++++ DATA FOR ANALYSIS

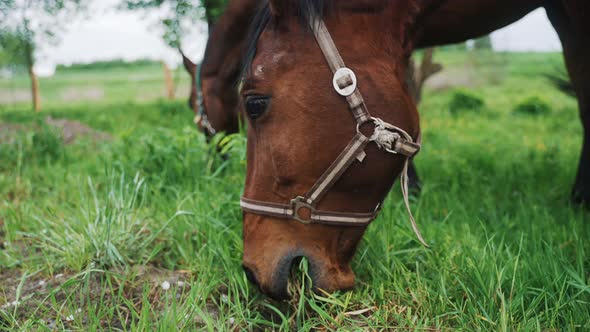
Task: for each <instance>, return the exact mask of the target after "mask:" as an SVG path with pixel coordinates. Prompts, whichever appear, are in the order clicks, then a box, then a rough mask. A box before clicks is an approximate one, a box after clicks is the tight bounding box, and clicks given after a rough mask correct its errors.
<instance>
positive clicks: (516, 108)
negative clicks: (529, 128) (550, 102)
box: [514, 96, 551, 115]
mask: <svg viewBox="0 0 590 332" xmlns="http://www.w3.org/2000/svg"><path fill="white" fill-rule="evenodd" d="M514 113H515V114H529V115H543V114H549V113H551V106H550V105H549V103H547V102H546V101H545V100H544V99H543V98H541V97H538V96H534V97H530V98H527V99H525V100H523V101H522V102H521V103H519V104H518V105H516V107H515V108H514Z"/></svg>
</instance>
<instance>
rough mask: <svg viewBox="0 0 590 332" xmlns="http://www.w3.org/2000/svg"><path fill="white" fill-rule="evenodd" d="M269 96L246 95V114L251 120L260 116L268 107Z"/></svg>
mask: <svg viewBox="0 0 590 332" xmlns="http://www.w3.org/2000/svg"><path fill="white" fill-rule="evenodd" d="M269 101H270V98H269V97H265V96H248V97H246V101H245V103H246V114H248V117H249V118H250V119H252V120H256V119H258V118H259V117H261V116H262V115H263V114H264V112H266V110H267V109H268V103H269Z"/></svg>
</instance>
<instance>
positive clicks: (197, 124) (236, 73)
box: [181, 0, 261, 138]
mask: <svg viewBox="0 0 590 332" xmlns="http://www.w3.org/2000/svg"><path fill="white" fill-rule="evenodd" d="M260 2H261V0H234V1H231V2H230V3H229V5H228V6H227V8H226V9H225V12H224V14H223V15H222V16H221V17H220V19H219V21H218V22H217V23H216V24H215V26H214V28H213V30H212V31H211V34H210V37H209V40H208V41H207V47H206V50H205V56H204V58H203V61H202V63H201V66H200V68H199V67H198V66H197V65H196V64H195V63H194V62H192V61H191V60H190V59H189V58H188V57H186V56H185V55H184V53H183V52H182V51H181V54H182V59H183V64H184V67H185V69H186V70H187V72H188V73H189V75H190V76H191V81H192V84H191V93H190V98H189V107H190V108H191V109H192V110H193V111H194V112H195V124H196V125H197V126H198V127H199V129H200V130H201V131H202V132H203V133H204V134H205V135H206V136H207V137H208V138H211V137H212V136H214V135H215V134H217V133H221V132H225V133H226V134H232V133H236V132H238V130H239V124H240V112H239V107H238V105H239V99H238V93H237V82H238V81H239V76H240V74H241V69H242V60H243V50H244V48H245V45H246V42H247V40H246V38H245V34H246V31H248V28H247V27H248V26H249V25H250V21H251V20H252V17H253V16H254V13H255V11H256V9H257V8H258V4H259V3H260Z"/></svg>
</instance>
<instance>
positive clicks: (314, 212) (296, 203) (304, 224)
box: [291, 196, 316, 225]
mask: <svg viewBox="0 0 590 332" xmlns="http://www.w3.org/2000/svg"><path fill="white" fill-rule="evenodd" d="M291 206H292V207H293V219H295V220H297V221H299V222H300V223H302V224H304V225H309V224H311V223H312V222H313V220H312V219H311V217H312V215H313V214H314V213H315V211H316V210H315V208H314V207H313V206H312V205H311V204H308V203H306V202H305V197H302V196H298V197H297V198H294V199H292V200H291ZM302 209H306V210H308V211H309V215H307V214H305V215H302V214H301V212H302V211H301V210H302Z"/></svg>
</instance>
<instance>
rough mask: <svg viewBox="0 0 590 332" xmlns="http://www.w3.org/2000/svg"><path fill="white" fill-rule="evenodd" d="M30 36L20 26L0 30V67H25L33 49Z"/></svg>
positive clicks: (25, 66)
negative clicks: (13, 27)
mask: <svg viewBox="0 0 590 332" xmlns="http://www.w3.org/2000/svg"><path fill="white" fill-rule="evenodd" d="M30 38H31V36H30V35H29V34H27V33H26V32H25V31H24V30H23V29H22V28H17V29H11V28H7V27H4V28H3V29H2V30H0V68H8V69H11V70H13V71H15V70H17V69H22V68H25V69H26V68H27V67H28V66H29V65H30V63H31V62H30V61H31V53H32V52H34V49H35V48H34V44H33V43H32V41H31V39H30Z"/></svg>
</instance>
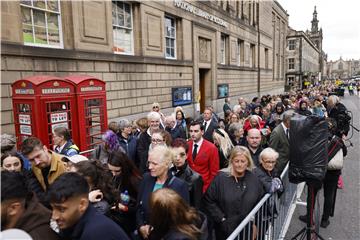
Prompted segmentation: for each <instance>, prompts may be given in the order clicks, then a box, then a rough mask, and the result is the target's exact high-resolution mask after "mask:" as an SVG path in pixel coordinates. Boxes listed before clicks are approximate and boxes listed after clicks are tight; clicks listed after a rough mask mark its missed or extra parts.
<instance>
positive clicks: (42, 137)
mask: <svg viewBox="0 0 360 240" xmlns="http://www.w3.org/2000/svg"><path fill="white" fill-rule="evenodd" d="M12 90H13V112H14V123H15V133H16V137H17V144H18V147H19V146H20V145H21V143H22V141H23V140H24V139H25V138H27V137H29V136H35V137H38V138H39V139H40V140H41V141H42V142H43V144H45V145H47V146H48V147H50V149H52V145H53V142H52V133H53V130H54V129H55V128H57V127H66V128H68V129H69V131H70V133H71V136H72V138H73V139H74V141H75V143H77V142H78V140H79V134H78V133H79V130H78V123H77V119H78V117H77V108H76V98H75V86H74V84H73V83H72V82H70V81H68V80H65V79H62V78H58V77H54V76H46V75H43V76H32V77H28V78H24V79H20V80H17V81H15V82H14V83H13V84H12Z"/></svg>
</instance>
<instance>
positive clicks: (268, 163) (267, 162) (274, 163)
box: [264, 161, 276, 165]
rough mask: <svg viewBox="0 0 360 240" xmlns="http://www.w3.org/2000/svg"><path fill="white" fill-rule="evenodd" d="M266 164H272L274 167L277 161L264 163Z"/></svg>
mask: <svg viewBox="0 0 360 240" xmlns="http://www.w3.org/2000/svg"><path fill="white" fill-rule="evenodd" d="M264 163H265V164H269V165H270V164H271V165H274V164H275V163H276V161H264Z"/></svg>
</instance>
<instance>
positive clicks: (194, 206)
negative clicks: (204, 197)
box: [170, 138, 204, 209]
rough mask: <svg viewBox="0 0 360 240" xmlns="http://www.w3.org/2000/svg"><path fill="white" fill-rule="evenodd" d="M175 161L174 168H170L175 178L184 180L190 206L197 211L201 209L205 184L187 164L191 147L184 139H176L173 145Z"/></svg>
mask: <svg viewBox="0 0 360 240" xmlns="http://www.w3.org/2000/svg"><path fill="white" fill-rule="evenodd" d="M171 147H172V150H173V153H174V160H173V167H171V168H170V171H171V173H172V174H173V176H175V177H178V178H180V179H182V180H184V181H185V182H186V183H187V184H188V187H189V194H190V205H191V206H192V207H195V208H196V209H199V208H200V204H201V197H202V188H203V185H204V182H203V180H202V177H201V175H200V174H198V173H197V172H195V171H194V170H192V169H191V168H190V167H189V165H188V164H187V159H186V156H187V152H188V150H189V146H188V145H187V143H186V141H185V140H184V139H182V138H176V139H175V140H174V141H173V142H172V144H171Z"/></svg>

++++++++

PROBLEM REQUIREMENTS
Copy every entry above word for word, omitting the pictures.

ANSWER TO THIS TASK
Task: for each <instance>, return the exact mask of the target after "mask:" as an SVG path with pixel coordinates. Prompts, whichever appear, are in the order clicks, then a box, then a rough mask. A box before clicks is an approximate one, a box after clicks is the tight bounding box, and clicks given after a rough mask correct its errors.
<instance>
positive clicks: (516, 108)
negative clicks: (529, 128) (550, 102)
box: [514, 96, 551, 115]
mask: <svg viewBox="0 0 590 332" xmlns="http://www.w3.org/2000/svg"><path fill="white" fill-rule="evenodd" d="M514 113H515V114H529V115H543V114H549V113H551V106H550V105H549V103H547V102H546V101H545V100H544V99H543V98H541V97H538V96H534V97H530V98H527V99H525V100H523V101H522V102H521V103H519V104H518V105H516V107H515V108H514Z"/></svg>
</instance>
<instance>
rough mask: <svg viewBox="0 0 590 332" xmlns="http://www.w3.org/2000/svg"><path fill="white" fill-rule="evenodd" d="M269 96L246 95V114L251 120L260 116L268 107Z"/></svg>
mask: <svg viewBox="0 0 590 332" xmlns="http://www.w3.org/2000/svg"><path fill="white" fill-rule="evenodd" d="M269 101H270V98H269V97H265V96H248V97H246V101H245V103H246V114H248V117H249V118H250V119H252V120H256V119H258V118H259V117H261V116H262V115H263V114H264V112H266V110H267V109H268V103H269Z"/></svg>
</instance>
<instance>
positive clicks: (197, 124) (236, 73)
box: [181, 0, 261, 138]
mask: <svg viewBox="0 0 590 332" xmlns="http://www.w3.org/2000/svg"><path fill="white" fill-rule="evenodd" d="M260 2H261V0H234V1H231V2H230V3H229V5H228V6H227V8H226V9H225V12H224V14H223V15H222V16H221V17H220V19H219V21H218V22H217V23H216V24H215V26H214V28H213V30H212V31H211V34H210V37H209V40H208V41H207V47H206V50H205V56H204V58H203V61H202V63H201V66H200V68H199V67H198V66H197V65H196V64H195V63H194V62H192V61H191V60H190V59H189V58H188V57H186V56H185V55H184V53H183V52H182V51H181V54H182V59H183V64H184V67H185V69H186V70H187V72H188V73H189V75H190V76H191V81H192V84H191V93H190V98H189V107H190V108H191V109H192V110H193V111H194V112H195V124H196V125H197V126H198V127H199V129H200V130H201V131H202V132H203V133H204V134H205V135H206V136H207V137H208V138H211V137H212V136H214V135H215V134H217V133H221V132H225V133H226V134H232V133H236V132H238V130H239V124H240V112H239V107H238V105H239V99H238V93H237V82H238V81H239V76H240V74H241V69H242V60H243V50H244V48H245V45H246V42H247V40H246V38H245V34H246V31H248V28H247V27H248V26H249V25H250V21H251V20H252V17H253V16H254V13H255V11H256V9H257V8H258V4H259V3H260Z"/></svg>
</instance>
<instance>
positive clicks: (314, 212) (296, 203) (304, 224)
box: [291, 196, 316, 225]
mask: <svg viewBox="0 0 590 332" xmlns="http://www.w3.org/2000/svg"><path fill="white" fill-rule="evenodd" d="M291 206H292V207H293V219H295V220H297V221H299V222H300V223H302V224H304V225H309V224H311V223H312V222H313V220H312V219H311V217H312V215H313V214H314V213H315V211H316V210H315V208H314V207H313V206H312V205H311V204H308V203H306V202H305V197H302V196H298V197H297V198H294V199H292V200H291ZM302 209H306V210H308V211H309V215H307V214H305V215H302V214H301V212H302V211H301V210H302Z"/></svg>
</instance>
<instance>
rough mask: <svg viewBox="0 0 590 332" xmlns="http://www.w3.org/2000/svg"><path fill="white" fill-rule="evenodd" d="M30 36L20 26L0 30V67H25L33 49Z"/></svg>
positive clicks: (25, 66)
negative clicks: (13, 27)
mask: <svg viewBox="0 0 590 332" xmlns="http://www.w3.org/2000/svg"><path fill="white" fill-rule="evenodd" d="M30 38H31V36H30V35H29V34H27V33H26V32H25V31H24V30H23V29H22V28H17V29H11V28H7V27H4V28H3V29H2V30H0V68H8V69H11V70H13V71H15V70H17V69H22V68H25V69H26V68H27V67H28V66H29V65H30V63H31V62H30V61H31V53H32V52H34V49H35V48H34V44H33V43H32V41H31V39H30Z"/></svg>
</instance>
Prompted segmentation: for each <instance>, prompts may be given in the order clicks, then a box, then a rough mask, and the result is the target's exact high-resolution mask after "mask:" as an SVG path in pixel coordinates. Boxes listed before clicks are approximate and boxes listed after clicks are tight; clicks listed after a rough mask mark its missed or extra parts.
<instance>
positive clicks: (42, 137)
mask: <svg viewBox="0 0 360 240" xmlns="http://www.w3.org/2000/svg"><path fill="white" fill-rule="evenodd" d="M12 90H13V112H14V123H15V133H16V137H17V144H18V147H19V146H20V145H21V143H22V141H23V140H24V139H25V138H27V137H29V136H35V137H38V138H39V139H40V140H41V141H42V142H43V144H45V145H47V146H48V147H50V149H52V145H53V142H52V133H53V130H54V129H55V128H57V127H66V128H68V129H69V131H70V133H71V136H72V138H73V139H74V141H75V143H77V142H78V140H79V134H78V133H79V130H78V123H77V119H78V117H77V108H76V98H75V86H74V84H73V83H72V82H70V81H68V80H65V79H62V78H58V77H54V76H46V75H43V76H32V77H28V78H24V79H20V80H17V81H15V82H14V83H13V84H12Z"/></svg>
</instance>
<instance>
positive clicks: (268, 163) (267, 162) (274, 163)
box: [264, 161, 276, 165]
rough mask: <svg viewBox="0 0 360 240" xmlns="http://www.w3.org/2000/svg"><path fill="white" fill-rule="evenodd" d="M266 164H272L274 167L277 161L264 163Z"/></svg>
mask: <svg viewBox="0 0 360 240" xmlns="http://www.w3.org/2000/svg"><path fill="white" fill-rule="evenodd" d="M264 163H265V164H269V165H270V164H271V165H274V164H275V163H276V161H264Z"/></svg>
</instance>
<instance>
positive clicks: (194, 206)
negative clicks: (204, 197)
box: [170, 138, 204, 209]
rough mask: <svg viewBox="0 0 360 240" xmlns="http://www.w3.org/2000/svg"><path fill="white" fill-rule="evenodd" d="M175 161L174 168H170L175 178L184 180L190 206L197 211L201 209L205 184L187 164L191 147L184 139H176L173 145Z"/></svg>
mask: <svg viewBox="0 0 360 240" xmlns="http://www.w3.org/2000/svg"><path fill="white" fill-rule="evenodd" d="M171 147H172V150H173V153H174V160H173V167H171V168H170V171H171V173H172V174H173V176H175V177H178V178H180V179H182V180H184V181H185V182H186V183H187V184H188V187H189V194H190V205H191V206H192V207H195V208H196V209H199V208H200V204H201V197H202V188H203V185H204V182H203V180H202V177H201V175H200V174H198V173H197V172H195V171H194V170H192V169H191V168H190V167H189V165H188V164H187V159H186V156H187V152H188V150H189V146H188V145H187V143H186V141H185V140H184V139H182V138H176V139H175V140H174V141H173V142H172V144H171Z"/></svg>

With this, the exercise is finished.